What this task involves: The records should be written out in full, with nothing altered.
(Exercise input Opens)
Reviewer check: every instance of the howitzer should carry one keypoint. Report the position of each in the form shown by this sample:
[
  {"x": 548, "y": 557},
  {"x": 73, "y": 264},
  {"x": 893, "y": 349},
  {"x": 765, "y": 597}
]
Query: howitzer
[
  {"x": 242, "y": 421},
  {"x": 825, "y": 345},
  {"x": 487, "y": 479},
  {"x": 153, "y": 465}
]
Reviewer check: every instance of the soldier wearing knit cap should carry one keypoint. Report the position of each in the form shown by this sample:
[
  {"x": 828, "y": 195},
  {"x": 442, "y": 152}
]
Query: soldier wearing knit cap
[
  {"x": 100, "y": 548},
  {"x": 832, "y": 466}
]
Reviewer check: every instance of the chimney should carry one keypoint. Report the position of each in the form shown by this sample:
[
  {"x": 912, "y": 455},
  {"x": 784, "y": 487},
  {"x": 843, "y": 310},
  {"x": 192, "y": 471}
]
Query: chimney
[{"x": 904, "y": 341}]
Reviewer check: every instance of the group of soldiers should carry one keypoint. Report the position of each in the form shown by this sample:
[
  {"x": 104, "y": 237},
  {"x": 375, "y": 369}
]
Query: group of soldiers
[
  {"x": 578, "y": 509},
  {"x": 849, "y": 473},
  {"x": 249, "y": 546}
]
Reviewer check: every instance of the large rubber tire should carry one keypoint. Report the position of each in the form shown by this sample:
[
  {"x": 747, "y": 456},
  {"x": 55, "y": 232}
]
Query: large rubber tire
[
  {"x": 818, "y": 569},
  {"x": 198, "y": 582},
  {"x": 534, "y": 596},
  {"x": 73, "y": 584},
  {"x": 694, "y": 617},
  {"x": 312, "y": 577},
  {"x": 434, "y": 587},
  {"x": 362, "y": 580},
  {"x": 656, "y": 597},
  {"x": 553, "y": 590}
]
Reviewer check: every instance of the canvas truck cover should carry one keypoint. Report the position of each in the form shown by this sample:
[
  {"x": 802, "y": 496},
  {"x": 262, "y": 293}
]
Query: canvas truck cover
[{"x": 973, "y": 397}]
(Exercise input Closes)
Expected answer:
Reviewer check: every instance of the howitzer should carry one keypoint. Report the position of each in the form shown by this sample:
[
  {"x": 548, "y": 557},
  {"x": 73, "y": 264},
  {"x": 893, "y": 349},
  {"x": 765, "y": 597}
]
Query: howitzer
[
  {"x": 242, "y": 421},
  {"x": 825, "y": 345},
  {"x": 487, "y": 479},
  {"x": 153, "y": 465}
]
Reviewer check: every instance of the soldier wearing knit cap should carry one keypoint. Report the position of each in the form shown by this sample:
[
  {"x": 828, "y": 195},
  {"x": 442, "y": 152}
]
Query: soldier wearing knit cap
[
  {"x": 100, "y": 548},
  {"x": 832, "y": 466}
]
Reviewer check: every instance of the chimney should carry one keypoint. Report the position of each in the form shown by this sample:
[
  {"x": 912, "y": 455},
  {"x": 784, "y": 487},
  {"x": 843, "y": 310},
  {"x": 192, "y": 471}
]
Query: chimney
[{"x": 904, "y": 341}]
Reviewer check: every instance of the group of soldiers should carry one keypoint. Report the position of each in the form shown by this sample:
[
  {"x": 104, "y": 237},
  {"x": 375, "y": 369}
]
Query: group of soldiers
[
  {"x": 578, "y": 509},
  {"x": 849, "y": 473},
  {"x": 249, "y": 546}
]
Reviewer check: every instance of the large rubber tire should carry one keypoint. Report the position of each in the form shown by this sample:
[
  {"x": 747, "y": 456},
  {"x": 55, "y": 232}
]
Query: large rubber tire
[
  {"x": 818, "y": 569},
  {"x": 198, "y": 582},
  {"x": 534, "y": 596},
  {"x": 73, "y": 584},
  {"x": 694, "y": 617},
  {"x": 312, "y": 577},
  {"x": 434, "y": 587},
  {"x": 362, "y": 580},
  {"x": 656, "y": 597},
  {"x": 553, "y": 590}
]
Reviewer check: every instance of the canvas truck cover should carry one keypoint. Report the position of each in the form shown by this sample:
[
  {"x": 802, "y": 496},
  {"x": 262, "y": 293}
]
Query: canvas truck cover
[{"x": 973, "y": 397}]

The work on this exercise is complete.